Please output exactly the part of the records below that opens with the line containing "Find every instance of the motorcycle" and closes with the line containing "Target = throttle grip", both lines included, and nothing else.
*** Opening of The records ***
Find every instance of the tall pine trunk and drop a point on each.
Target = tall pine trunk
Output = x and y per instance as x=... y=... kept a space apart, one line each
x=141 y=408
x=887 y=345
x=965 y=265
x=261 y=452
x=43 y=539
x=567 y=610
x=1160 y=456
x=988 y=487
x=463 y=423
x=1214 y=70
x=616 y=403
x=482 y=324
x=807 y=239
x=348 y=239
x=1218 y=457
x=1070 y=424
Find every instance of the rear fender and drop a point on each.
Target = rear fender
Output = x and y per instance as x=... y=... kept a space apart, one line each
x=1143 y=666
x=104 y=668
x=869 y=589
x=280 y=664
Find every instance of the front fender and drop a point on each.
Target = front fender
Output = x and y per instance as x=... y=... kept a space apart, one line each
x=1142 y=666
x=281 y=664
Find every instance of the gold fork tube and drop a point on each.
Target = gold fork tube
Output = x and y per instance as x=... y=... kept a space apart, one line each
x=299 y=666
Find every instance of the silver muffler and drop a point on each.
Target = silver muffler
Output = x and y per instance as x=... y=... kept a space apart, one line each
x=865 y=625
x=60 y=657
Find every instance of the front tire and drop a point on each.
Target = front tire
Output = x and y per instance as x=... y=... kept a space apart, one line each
*** Close of The records ***
*** Opening of The records ***
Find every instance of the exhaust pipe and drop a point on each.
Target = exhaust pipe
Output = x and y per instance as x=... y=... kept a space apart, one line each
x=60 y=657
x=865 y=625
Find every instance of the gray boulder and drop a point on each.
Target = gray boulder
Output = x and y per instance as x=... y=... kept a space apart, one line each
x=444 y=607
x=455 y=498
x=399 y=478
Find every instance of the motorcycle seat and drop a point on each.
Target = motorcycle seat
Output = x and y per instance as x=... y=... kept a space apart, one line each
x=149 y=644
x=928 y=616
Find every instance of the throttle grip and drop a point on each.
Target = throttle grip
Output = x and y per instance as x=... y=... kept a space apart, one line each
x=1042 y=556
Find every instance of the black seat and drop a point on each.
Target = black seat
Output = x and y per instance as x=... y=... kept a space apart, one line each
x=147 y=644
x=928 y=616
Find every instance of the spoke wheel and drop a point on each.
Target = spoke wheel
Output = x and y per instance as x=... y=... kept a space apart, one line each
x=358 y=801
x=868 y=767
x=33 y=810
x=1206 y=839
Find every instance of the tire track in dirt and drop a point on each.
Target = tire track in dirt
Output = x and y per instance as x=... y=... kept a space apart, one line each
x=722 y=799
*** Close of The records ***
Finished task
Find every instance of the motorcycle seat and drop a point on each.
Target = motorcycle seat
Output = x and y per instance as x=... y=... kept a space apart, one line each
x=149 y=644
x=928 y=616
Find every instance of the throttle grip and drop a point on each.
Target = throttle grip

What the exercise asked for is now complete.